### Exercise set:
1) Summarize the physician profile below in two sentences.
2) Decide whether each statement below agrees with the physician profile, answering yes or no and quoting the deciding words: (a) Farrell's mother works as a grammar school social worker. (b) Farrell always expected to become a physician. (c) Farrell has been an AMA member since 2013.

━━ Passage for review

The AMA “Members Move Medicine” series profiles a wide variety of doctors, offering a glimpse into the passions of women and men navigating new courses in American medicine.
On the move with: Caitlin M. Farrell, DO, MPH, who is a family medicine resident at McGaw Medical Center of Northwestern University in Chicago.
AMA member since: 2013.
What inspired me to pursue a career in medicine: My parents. From a young age, I was instilled with the values of service, advocacy, and humanitarianism. My mother works as a grammar school social worker, and my father served as my hometown’s attorney for many years. Through their examples, I developed a passion for public service and policy. In truth, I always thought that I would become an attorney myself. However, I decided to become a physician after my father’s battle with cancer. After my interaction with the health care system and the physicians caring for my father, I knew that I wanted to pursue a career in medicine. Health care has been the ideal combination of my greatest passions: public service and policy.
How I move medicine: By identifying inequities in health care delivery, and using this to fuel my passion for health care policy. As a resident practicing in an urban underserved setting, I advocate for the unique issues that affect my patients. Whenever I can, I write resolutions for the AMA to change policy. I pick up the phone and call my legislators on critical issues. I move medicine outside the walls of my clinical practice into a greater sphere. And I never stop fighting for my patients and community.

━━━━
━━ Recorded information

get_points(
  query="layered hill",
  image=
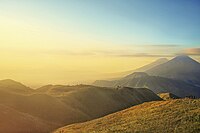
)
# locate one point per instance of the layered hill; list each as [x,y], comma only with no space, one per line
[54,106]
[181,116]
[141,69]
[168,96]
[181,68]
[154,83]
[12,86]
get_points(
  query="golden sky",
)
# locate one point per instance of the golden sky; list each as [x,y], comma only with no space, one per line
[55,43]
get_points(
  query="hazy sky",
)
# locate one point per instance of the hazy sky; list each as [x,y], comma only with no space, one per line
[73,41]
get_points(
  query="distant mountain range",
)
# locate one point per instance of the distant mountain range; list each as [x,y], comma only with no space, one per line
[181,68]
[52,106]
[180,76]
[119,75]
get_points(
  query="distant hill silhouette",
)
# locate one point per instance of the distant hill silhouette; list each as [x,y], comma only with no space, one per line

━━━━

### Replies:
1) Caitlin M. Farrell, DO, MPH, a family medicine resident at McGaw Medical Center of Northwestern University in Chicago, chose medicine over law after her father's battle with cancer, finding that health care combines her passions for public service and policy. She moves medicine by identifying inequities in health care delivery, advocating for her patients in an urban underserved setting, writing AMA resolutions, and calling her legislators on critical issues.

2)
(a) Yes: "My mother works as a grammar school social worker"
(b) No: "In truth, I always thought that I would become an attorney myself."
(c) Yes: "AMA member since: 2013."